_Document extract_
|---|

Rust Tests

The Rust side of nixfleet lives in three crates:

Crate	Path	Role
`nixfleet-control-plane`	`control-plane/`	Axum HTTP server, SQLite state, rollout executor, release registry, auth/audit, metrics
`nixfleet-agent`	`agent/`	Polling daemon, health check runners, store/TLS
`nixfleet-types`	`shared/`	Wire types shared by the CLI, agent, and CP

Plus the CLI at cli/ (nixfleet-cli) which has its own integration tests.

How to run

The canonical entry point is nix run .#validate -- --all (see Testing Overview). For faster Rust-only iteration:

nix run .#validate -- --rust

That runs cargo test --workspace + cargo clippy --workspace --all-targets -- -D warnings + nix build of every Rust package (the sandboxed test run), in order. Use this over raw cargo test so clippy and the sandbox-build check stay in the loop.

When you need to drill into a specific failure after --rust has already surfaced it:

nix develop --command cargo test -p nixfleet-control-plane --test route_coverage
nix develop --command cargo test -p nixfleet-cli --test subcommand_coverage
nix develop --command cargo test -p nixfleet-agent --test run_loop_scenarios \
    poll_hint_shortens_next_interval

The Rust toolchain (cargo, rustc, clippy, rustfmt, rust-analyzer) is pinned in the dev shell.

Unit tests (in-file `#[cfg(test)] mod tests`)

Each Rust module has its own unit tests exercising pure logic without HTTP / DB / filesystem / network.

|---|

Rows from a pointing dataset:
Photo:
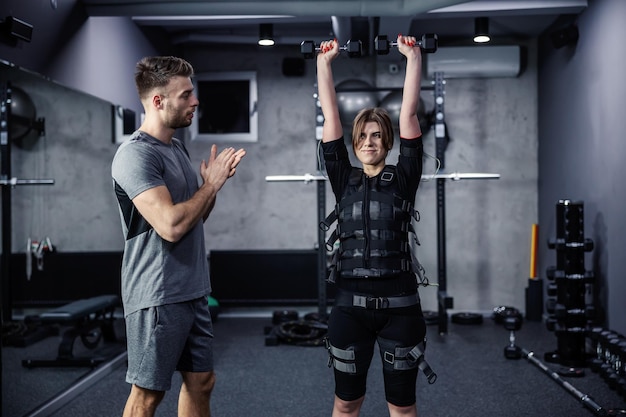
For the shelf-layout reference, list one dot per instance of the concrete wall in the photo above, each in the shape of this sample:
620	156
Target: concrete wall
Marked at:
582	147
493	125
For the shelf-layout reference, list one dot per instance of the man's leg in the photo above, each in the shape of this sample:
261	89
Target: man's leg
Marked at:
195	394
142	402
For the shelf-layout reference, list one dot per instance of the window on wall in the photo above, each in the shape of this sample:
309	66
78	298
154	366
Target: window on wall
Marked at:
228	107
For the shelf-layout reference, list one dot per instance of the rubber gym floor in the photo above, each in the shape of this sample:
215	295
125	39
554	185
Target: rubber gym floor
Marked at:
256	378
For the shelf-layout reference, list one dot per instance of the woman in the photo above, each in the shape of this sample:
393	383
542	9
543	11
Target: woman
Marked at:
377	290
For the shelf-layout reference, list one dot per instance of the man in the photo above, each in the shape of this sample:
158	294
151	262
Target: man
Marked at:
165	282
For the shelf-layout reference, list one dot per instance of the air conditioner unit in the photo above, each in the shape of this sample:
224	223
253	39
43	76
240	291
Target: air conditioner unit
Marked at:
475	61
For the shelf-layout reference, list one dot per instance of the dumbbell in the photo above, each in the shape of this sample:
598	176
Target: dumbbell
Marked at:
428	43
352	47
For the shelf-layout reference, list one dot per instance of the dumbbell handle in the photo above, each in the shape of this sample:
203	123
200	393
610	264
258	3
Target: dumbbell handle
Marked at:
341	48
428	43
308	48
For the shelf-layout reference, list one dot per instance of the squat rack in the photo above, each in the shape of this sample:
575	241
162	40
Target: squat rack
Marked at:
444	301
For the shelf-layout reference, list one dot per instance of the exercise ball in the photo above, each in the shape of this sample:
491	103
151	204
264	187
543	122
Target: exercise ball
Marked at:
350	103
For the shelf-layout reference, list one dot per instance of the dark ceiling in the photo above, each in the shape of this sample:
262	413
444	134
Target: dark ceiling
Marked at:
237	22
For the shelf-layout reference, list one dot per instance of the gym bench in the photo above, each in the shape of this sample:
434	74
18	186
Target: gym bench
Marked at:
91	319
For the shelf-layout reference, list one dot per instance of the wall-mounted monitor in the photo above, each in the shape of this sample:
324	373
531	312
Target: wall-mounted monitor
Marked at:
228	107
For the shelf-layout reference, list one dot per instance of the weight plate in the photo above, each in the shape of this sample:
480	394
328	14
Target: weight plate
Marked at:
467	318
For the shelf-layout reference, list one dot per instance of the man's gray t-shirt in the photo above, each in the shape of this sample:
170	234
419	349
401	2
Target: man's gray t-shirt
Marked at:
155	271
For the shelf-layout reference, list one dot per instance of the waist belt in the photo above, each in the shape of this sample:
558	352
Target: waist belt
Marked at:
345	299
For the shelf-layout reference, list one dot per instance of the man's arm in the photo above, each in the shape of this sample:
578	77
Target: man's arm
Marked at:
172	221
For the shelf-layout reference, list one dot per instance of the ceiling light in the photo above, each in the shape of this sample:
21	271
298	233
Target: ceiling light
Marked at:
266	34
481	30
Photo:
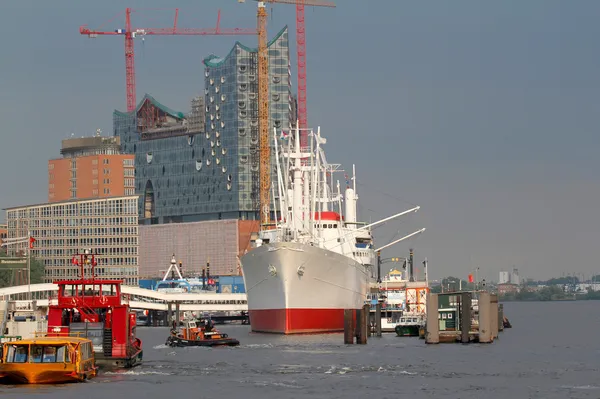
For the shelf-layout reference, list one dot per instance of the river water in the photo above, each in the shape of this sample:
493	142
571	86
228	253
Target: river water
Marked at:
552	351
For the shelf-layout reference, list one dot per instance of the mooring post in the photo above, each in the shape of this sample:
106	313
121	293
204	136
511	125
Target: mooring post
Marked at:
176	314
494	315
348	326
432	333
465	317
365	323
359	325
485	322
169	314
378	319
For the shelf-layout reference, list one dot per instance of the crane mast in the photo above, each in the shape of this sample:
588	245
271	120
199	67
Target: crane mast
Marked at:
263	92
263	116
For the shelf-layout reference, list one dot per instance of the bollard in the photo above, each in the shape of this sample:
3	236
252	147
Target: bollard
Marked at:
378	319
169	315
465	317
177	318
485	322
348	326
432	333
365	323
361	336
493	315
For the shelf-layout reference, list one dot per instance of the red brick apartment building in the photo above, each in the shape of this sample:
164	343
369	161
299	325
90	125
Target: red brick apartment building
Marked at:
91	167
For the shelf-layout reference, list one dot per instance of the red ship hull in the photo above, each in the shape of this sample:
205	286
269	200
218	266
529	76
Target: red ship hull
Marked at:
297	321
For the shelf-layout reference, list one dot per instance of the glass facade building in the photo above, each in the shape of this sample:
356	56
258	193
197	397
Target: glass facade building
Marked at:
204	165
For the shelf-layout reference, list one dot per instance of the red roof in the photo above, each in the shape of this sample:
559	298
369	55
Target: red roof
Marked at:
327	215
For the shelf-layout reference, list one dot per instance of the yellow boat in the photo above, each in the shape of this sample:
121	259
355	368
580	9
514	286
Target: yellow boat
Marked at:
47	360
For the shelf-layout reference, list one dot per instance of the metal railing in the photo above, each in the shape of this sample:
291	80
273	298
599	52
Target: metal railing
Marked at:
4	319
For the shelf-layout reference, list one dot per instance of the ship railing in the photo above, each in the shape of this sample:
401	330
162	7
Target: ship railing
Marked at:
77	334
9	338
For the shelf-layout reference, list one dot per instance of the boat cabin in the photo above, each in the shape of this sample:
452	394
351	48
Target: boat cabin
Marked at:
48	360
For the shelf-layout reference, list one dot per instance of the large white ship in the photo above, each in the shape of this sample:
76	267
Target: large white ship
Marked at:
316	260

|---|

_What to produce_
Which Rust tools does the Rust tests page say are pinned in the dev shell?

_Output below_
cargo, rustc, clippy, rustfmt, and rust-analyzer